Every line holding the string "chicken" should be copied out of the listing.

★ ★ ★

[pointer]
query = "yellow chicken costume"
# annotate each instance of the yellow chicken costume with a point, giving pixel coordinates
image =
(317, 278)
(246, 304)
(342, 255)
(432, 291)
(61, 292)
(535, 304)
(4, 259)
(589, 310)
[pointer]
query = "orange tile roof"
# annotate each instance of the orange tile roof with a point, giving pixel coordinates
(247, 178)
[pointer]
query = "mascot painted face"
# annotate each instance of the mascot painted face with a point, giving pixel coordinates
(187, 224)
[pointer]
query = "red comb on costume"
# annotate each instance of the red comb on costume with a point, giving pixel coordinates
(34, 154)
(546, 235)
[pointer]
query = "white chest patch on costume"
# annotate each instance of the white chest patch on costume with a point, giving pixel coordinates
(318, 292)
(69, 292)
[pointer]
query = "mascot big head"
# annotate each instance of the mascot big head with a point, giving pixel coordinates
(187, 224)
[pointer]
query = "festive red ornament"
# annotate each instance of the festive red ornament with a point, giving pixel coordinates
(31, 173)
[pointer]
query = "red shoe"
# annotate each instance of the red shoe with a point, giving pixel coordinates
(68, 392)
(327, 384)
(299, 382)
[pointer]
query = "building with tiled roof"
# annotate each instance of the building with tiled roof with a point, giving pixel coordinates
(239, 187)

★ ★ ★

Reply to the task:
query = "yellow chicken costume"
# annotate each instance of the yellow chicken costume with a point, giving pixel coordinates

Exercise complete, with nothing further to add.